++++ Source material ++++

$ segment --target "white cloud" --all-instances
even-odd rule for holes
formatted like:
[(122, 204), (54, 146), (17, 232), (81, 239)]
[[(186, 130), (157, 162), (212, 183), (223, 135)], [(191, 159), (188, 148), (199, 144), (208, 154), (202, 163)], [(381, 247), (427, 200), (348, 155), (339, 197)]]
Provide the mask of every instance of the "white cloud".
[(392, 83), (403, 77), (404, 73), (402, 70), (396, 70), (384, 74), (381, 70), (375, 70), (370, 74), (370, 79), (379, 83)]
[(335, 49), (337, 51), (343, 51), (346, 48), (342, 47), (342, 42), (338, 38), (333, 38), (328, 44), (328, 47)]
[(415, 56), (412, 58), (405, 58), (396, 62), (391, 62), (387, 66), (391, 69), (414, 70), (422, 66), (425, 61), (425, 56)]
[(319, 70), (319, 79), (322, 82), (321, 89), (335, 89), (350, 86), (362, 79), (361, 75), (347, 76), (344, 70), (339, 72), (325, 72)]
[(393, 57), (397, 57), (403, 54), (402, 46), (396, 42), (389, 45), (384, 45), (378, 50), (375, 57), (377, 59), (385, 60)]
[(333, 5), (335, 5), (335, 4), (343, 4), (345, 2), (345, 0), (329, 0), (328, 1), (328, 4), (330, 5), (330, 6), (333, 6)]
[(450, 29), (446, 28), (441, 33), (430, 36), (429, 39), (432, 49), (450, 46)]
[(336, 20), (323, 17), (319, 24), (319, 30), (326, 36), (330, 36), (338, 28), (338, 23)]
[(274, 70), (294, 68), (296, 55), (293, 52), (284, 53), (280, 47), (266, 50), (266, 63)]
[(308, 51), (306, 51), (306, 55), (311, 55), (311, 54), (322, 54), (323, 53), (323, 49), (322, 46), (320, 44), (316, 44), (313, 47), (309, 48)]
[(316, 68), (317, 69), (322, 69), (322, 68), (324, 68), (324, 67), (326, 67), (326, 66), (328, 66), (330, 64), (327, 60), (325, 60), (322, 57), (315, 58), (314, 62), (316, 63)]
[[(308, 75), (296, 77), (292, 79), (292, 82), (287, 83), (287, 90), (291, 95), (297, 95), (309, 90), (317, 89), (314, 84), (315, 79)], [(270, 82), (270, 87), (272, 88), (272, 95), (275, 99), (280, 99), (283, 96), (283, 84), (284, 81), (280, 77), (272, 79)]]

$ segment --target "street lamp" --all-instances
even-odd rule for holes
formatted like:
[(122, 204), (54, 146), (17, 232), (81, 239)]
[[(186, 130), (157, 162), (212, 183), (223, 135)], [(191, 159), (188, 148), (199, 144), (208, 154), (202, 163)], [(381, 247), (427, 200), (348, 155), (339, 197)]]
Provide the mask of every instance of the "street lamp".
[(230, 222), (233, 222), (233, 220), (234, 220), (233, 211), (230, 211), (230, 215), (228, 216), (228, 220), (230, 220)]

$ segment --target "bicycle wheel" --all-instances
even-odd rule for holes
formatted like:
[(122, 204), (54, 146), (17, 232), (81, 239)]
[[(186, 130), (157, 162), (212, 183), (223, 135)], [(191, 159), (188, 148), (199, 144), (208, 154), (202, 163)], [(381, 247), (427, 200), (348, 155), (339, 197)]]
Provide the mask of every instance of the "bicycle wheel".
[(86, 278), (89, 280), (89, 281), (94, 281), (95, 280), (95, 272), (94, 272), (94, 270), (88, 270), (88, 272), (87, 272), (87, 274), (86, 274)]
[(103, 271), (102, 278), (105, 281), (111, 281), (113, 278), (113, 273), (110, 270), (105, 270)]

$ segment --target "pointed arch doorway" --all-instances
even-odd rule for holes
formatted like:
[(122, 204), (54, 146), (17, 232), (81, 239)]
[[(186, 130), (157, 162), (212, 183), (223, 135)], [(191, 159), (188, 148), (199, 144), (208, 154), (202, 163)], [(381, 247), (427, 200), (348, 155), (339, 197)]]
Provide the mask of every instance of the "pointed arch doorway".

++++

From the first entry above to the last, repeat everything exactly.

→ **Answer to this problem**
$ segment --target "white cloud" --all-instances
even-odd rule for holes
formatted like:
[(122, 204), (54, 146), (17, 232), (81, 239)]
[[(186, 130), (157, 162), (212, 183), (223, 135)], [(191, 159), (188, 148), (199, 144), (208, 154), (202, 163)], [(381, 247), (427, 200), (348, 155), (339, 197)]]
Provide the mask of every instance of the "white cloud".
[(392, 83), (403, 77), (404, 73), (402, 70), (396, 70), (384, 74), (381, 70), (375, 70), (370, 74), (370, 79), (379, 83)]
[(335, 49), (337, 51), (343, 51), (346, 48), (342, 47), (342, 42), (338, 38), (333, 38), (328, 44), (328, 47)]
[(415, 56), (412, 58), (405, 58), (396, 62), (391, 62), (387, 66), (391, 69), (414, 70), (422, 66), (425, 61), (425, 56)]
[(319, 70), (319, 79), (322, 82), (321, 89), (335, 89), (350, 86), (362, 79), (361, 75), (347, 76), (344, 70), (339, 72), (325, 72)]
[(393, 57), (397, 57), (403, 54), (402, 46), (396, 42), (389, 45), (384, 45), (378, 50), (375, 57), (377, 59), (385, 60)]
[(333, 5), (335, 5), (335, 4), (343, 4), (345, 2), (345, 0), (329, 0), (328, 1), (328, 4), (330, 5), (330, 6), (333, 6)]
[(450, 29), (446, 28), (441, 33), (430, 36), (429, 39), (432, 49), (450, 46)]
[(336, 20), (323, 17), (319, 24), (319, 30), (326, 36), (330, 36), (338, 28), (338, 23)]
[(274, 70), (294, 68), (296, 55), (293, 52), (284, 53), (280, 47), (266, 50), (266, 63)]
[(308, 51), (306, 51), (306, 55), (311, 55), (311, 54), (322, 54), (323, 53), (323, 49), (322, 46), (320, 44), (316, 44), (313, 47), (309, 48)]
[(316, 68), (317, 69), (322, 69), (322, 68), (324, 68), (324, 67), (326, 67), (326, 66), (328, 66), (330, 64), (327, 60), (325, 60), (322, 57), (315, 58), (314, 62), (316, 63)]
[[(308, 75), (296, 77), (292, 79), (292, 82), (287, 83), (287, 90), (291, 95), (297, 95), (309, 90), (317, 89), (314, 84), (315, 79)], [(270, 82), (270, 87), (272, 88), (272, 95), (275, 99), (280, 99), (283, 96), (283, 84), (284, 81), (280, 77), (272, 79)]]

$ segment --target "street lamp" --all-instances
even-odd rule for holes
formatted like:
[(122, 204), (54, 146), (17, 232), (81, 239)]
[[(186, 130), (157, 162), (212, 183), (223, 135)], [(191, 159), (188, 148), (199, 144), (208, 154), (202, 163)], [(381, 247), (427, 200), (348, 155), (339, 197)]]
Provide the mask of every instance of the "street lamp".
[(230, 222), (233, 222), (233, 220), (234, 220), (233, 211), (230, 211), (230, 215), (228, 216), (228, 220), (230, 220)]

$ segment --target "bicycle wheel" --all-instances
even-odd rule for holes
formatted like:
[(122, 204), (54, 146), (17, 232), (81, 239)]
[[(186, 130), (157, 162), (212, 183), (223, 135)], [(191, 159), (188, 148), (199, 144), (208, 154), (202, 163)], [(381, 247), (427, 200), (348, 155), (339, 197)]]
Provide the mask of every instance of the "bicycle wheel".
[(86, 278), (89, 280), (89, 281), (94, 281), (95, 280), (95, 272), (94, 272), (94, 270), (88, 270), (88, 272), (87, 272), (87, 274), (86, 274)]
[(103, 271), (102, 278), (105, 281), (111, 281), (113, 278), (113, 273), (110, 270), (105, 270)]

$ segment --target "pointed arch doorway" --all-instances
even-odd rule for holes
formatted like:
[(122, 204), (54, 146), (17, 232), (81, 239)]
[[(186, 130), (157, 162), (212, 183), (223, 135)], [(191, 159), (188, 148), (199, 144), (208, 154), (202, 163)], [(381, 247), (427, 200), (348, 155), (339, 197)]]
Provide the mask of every instance of the "pointed arch doorway".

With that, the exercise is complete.